• _Görev A_:
Kalite talebi konulu metinde "Diyerek bana gönderimde" ile başlayıp "şeydir diye düşünüyorum." ile biten bölümü aynen yazınız.
• _Görev B_:
Kalite talebi konulu metinde yazar, "çözüm yolu" yerine hangi ifadeyi kullanmayı tercih ettiğini belirtiyor?
• _Görev C_:
Kalite talebi konulu metni kaldığı yerden sürdürünüz.

Mesajı Okuyun
Old 31-05-2002, 16:09   #17
metin karadag

 
Varsayılan ASLINDA "GECİKMİŞ" BİR ÖZELEŞTİRİ:...

"Ve..
Bu bağlamda Sayın Karadağ..
İstiyoruz.. Ama ne yapabiliriz? Kaliteyi talep etme kalitesi diyorsunuz.. Talep ediyoruz ama duyması gerekenler kulaklarını kapatmış durumda.. Çözüm öneriniz nedir? Bu sorumluluk bizdeyse, nasıl düzeltebiliriz? Peki, sorumlulugu grupça almışsak, grubun diğer üyelerinin sorumluluktan kaçması halinde neler yapacagız? Bu konuda da yol gösterirseniz memnun oluruz..

Sevgi ve Saygılarımla
Ahu"

Diyerek bana gönderimde bulunuyorsunuz.

Sayin Ahu (ce la vie)

Bu gruba ilk katıldığımda sorunuzun yanıtını vermiştim.

Öncelikle burada dile getireceklerimi "Gecikmiş bir özeleştiri..." olarak da değerlendirmenizi beklerim...

Ve çözüm yolundansa cözüm yöntemleri kelimesini kullanmayı tercih ederim.

Çünkü "Çözüm yolu" adı üzerinde o yolda yürüyecek olanların belirleyebilecekleri bir şeydir diye düşünüyorum.

Öncelikle "kaliteyi, 'kaliteyi talep etme kalitemiz' belirler..." sözünün bir anlama kavuşması için "kaliteyi kimden talep ettiğimiz konusunu" aşmamız gerekiyor.

Var olmakta devam eden sorunları, yani kalitesizlikleri, kalite sorununu yaratan ve üretenlerden "düzeltmesini" talep etmek; birinci dereceden bir kalite sorunudur diye düşünüyorum.

Yani işi ancak bir iktidar ya da sistem değişikliği şartına bağlamak, dile getirilen tüm sorunlarin "üreticilerinden biri" olmaktan öteye giden bir şey değildir.

Şöyle bir örnek konuyu biraz daha anlaşılır kılabilir mi?:...

Bütün ömrünü bir kültablasını eleştirmekle sınırlamış biri, varıyoğuyla birlikte eleştirdiği kültablasını içselleştirir ve sonunda "ona" yani kültablasına dönüşebilir...

Olan bitenin özetinin aslında bu cümlede açıklandığını düşünüyorum.

Her gece uykuya dalmakla birlikte bilincimizde terkettiğimiz "sistemi" her sabah uyandığımızda kendi bilincimizle İÇİÇE OLARAK yeniden İNŞAA ederiz.

Bu içselleştirilmiş "ilişki biçimi" aslında sistemin doğrudan doğruya kendimiz olduğunun önemli bir işaretidir.

Bu nedenle baştaki taleplerimizin kaliteli olduğu iddiasından sonraki adımda talebimizin muhatabı olarak kendimizi görmediğimiz için; rutinleştirdiğimiz, fasit çember içinde sorun çözme kabiliyetlerimizi köreltmeye yöneliriz.

Şöyle bir hayal kurabilir miyiz?

• _Veri Satırları_:
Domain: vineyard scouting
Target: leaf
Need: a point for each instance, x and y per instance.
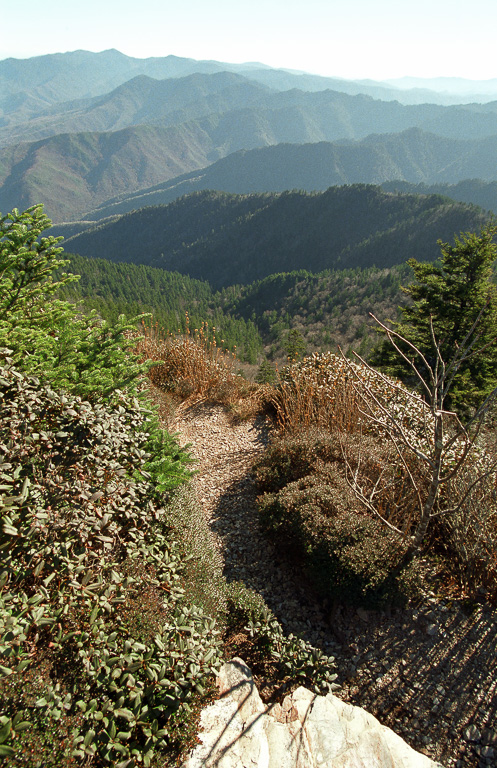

• _Alıştırma Yanıtı A_:
Diyerek bana gönderimde bulunuyorsunuz.

Sayin Ahu (ce la vie)

Bu gruba ilk katıldığımda sorunuzun yanıtını vermiştim.

Öncelikle burada dile getireceklerimi "Gecikmiş bir özeleştiri..." olarak da değerlendirmenizi beklerim...

Ve çözüm yolundansa cözüm yöntemleri kelimesini kullanmayı tercih ederim.

Çünkü "Çözüm yolu" adı üzerinde o yolda yürüyecek olanların belirleyebilecekleri bir şeydir diye düşünüyorum.

• _Alıştırma Yanıtı B_:
Çözüm yöntemleri.

• _Alıştırma Yanıtı C_:
Diyelim ki, tüm sorunlarin düzeltilmemesinin sorumlusu olarak gördüğümüz iktidar/sistem şaşırtıcı biçimde "kaliteli olduğunu düşündüğümüz talepler doğrultusunda" gerekenleri yapti;... yani değişti...

Peki bu yeni durumda ortaya çıkan verileri kullanabilecek bir kalitede davranış alışkanlıklarımız olmadığına göre; yeni durumun verileri "ziyan olmayacak mıdır?"

Bunu bir "kalite kombinasyonu" örneği ile biraz daha açabiliriz...

Boş bir odanin ortasında masa üzerinde son model bir bilgisayar açık durmaktadır.

İçeriye bırakacağımız bir şempanze/maymun ile bu kaliteli bilgisayar arasında "en kaliteli ilişki kombinasyonu"; ancak "tavandan sarkıtacağımız bir adet muz ile kurulabilir..."

Çünkü maymun, masadaki bilgisayarın üzerine çıkarak muza ulaşmaya çalışacak; bu arada "bilgisayar ile iliskisinin kalitesini" belirlemiş olacaktır...

Burada dile getirdiklerimiz bütünüyle öznesiz, yani guruhlaştırılmış toplumlar için geçerlidir.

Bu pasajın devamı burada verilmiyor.